■ Приведенный текст
= = = = = = =
В России личные чувства императора Александра II, не только его дружеское расположение к своему дяде13, но и антипатия к Франции, служили нам известной гарантией, значение которой могло быть подорвано французистым (franzosirende) тщеславием князя Горчакова и его соперничеством со мной. Было поэтому болышой удачей, что тогдашняя ситуация дала нам возможность оказать России услугу в отношении Черного моря. Подобно тому как недовольство русского двора упразднением ганноверского престола[252], вызванное родственными связями королевы Марии, смягчено было территориальными и финансовыми уступками, сделанными в 1866 г. ольденбургским родственникам русской династии[253], так и в 1870 г. представилась возможность оказать услугу не только династии, но и Российской империи на почве политически неразумных и поэтому на длительный срок невозможных постановлений, которые ограничивали Российскую империю в отношении независимости принадлежащего ей побережья Черного моря. Это были самые неудачные постановления Парижского трактата[254]: стомиллионному народу нельзя надолго запретить осуществлять естественные права суверенитета над принадлежащим ему побережьем. Длительный сервитут[255] такого рода, какой был предоставлен иностранным государствам на территории России, являлся для великой державы невыносимым унижением. Для нас же это было средством развивать наши отношения с Россией.
Князь Горчаков лишь неохотно отозвался на мою инициативу, когда я стал зондировать его в этом направлении. Его личное недоброжелательство было сильнее сознания его долга перед Россией. Он не хотел от нас никаких одолжений и добивался отчуждения от Германии и благодарности со стороны Франции. Мне пришлось обратиться к содействию честного и всегда доброжелательного к нам тогдашнего русского военного уполномоченного, графа Кутузова, чтобы мое предложение возымело действие в Петербурге. С моей стороны едва ли будет несправедливостью по отношению к князю Горчакову, если я скажу, основываясь на наших с ним отношениях, продолжавшихся несколько десятков лет, что его личное соперничество со мной имело в его глазах большее значение, нежели интересы России: его тщеславие и его зависть по отношению ко мне были сильнее его патриотизма.
= = = = = = =
■ Предоставленные материалы
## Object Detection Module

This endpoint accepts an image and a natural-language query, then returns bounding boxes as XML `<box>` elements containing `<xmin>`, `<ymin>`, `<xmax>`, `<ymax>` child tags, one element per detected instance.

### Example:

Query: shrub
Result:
= = = = = = =
■ Задание
Дословно выпишите фрагмент из приведенного текста: начните с места, где стоят слова «Князь Горчаков лишь», и остановитесь после слов «сильнее его патриотизма.». Записи представляют собой самостоятельный материал, отдельный от приведенного текста.

■ Поле для ответа
Князь Горчаков лишь неохотно отозвался на мою инициативу, когда я стал зондировать его в этом направлении. Его личное недоброжелательство было сильнее сознания его долга перед Россией. Он не хотел от нас никаких одолжений и добивался отчуждения от Германии и благодарности со стороны Франции. Мне пришлось обратиться к содействию честного и всегда доброжелательного к нам тогдашнего русского военного уполномоченного, графа Кутузова, чтобы мое предложение возымело действие в Петербурге. С моей стороны едва ли будет несправедливостью по отношению к князю Горчакову, если я скажу, основываясь на наших с ним отношениях, продолжавшихся несколько десятков лет, что его личное соперничество со мной имело в его глазах большее значение, нежели интересы России: его тщеславие и его зависть по отношению ко мне были сильнее его патриотизма.